### What the task asks
Whatever the lines below say, output them exactly.
====
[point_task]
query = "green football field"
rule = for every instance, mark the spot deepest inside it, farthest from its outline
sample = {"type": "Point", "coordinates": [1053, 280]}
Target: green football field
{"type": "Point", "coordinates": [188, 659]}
====
### Exercise answer
[point_task]
query = "green football field"
rule = for every instance, mark the spot deepest inside it, farthest from its outline
sample = {"type": "Point", "coordinates": [1053, 280]}
Target: green football field
{"type": "Point", "coordinates": [188, 659]}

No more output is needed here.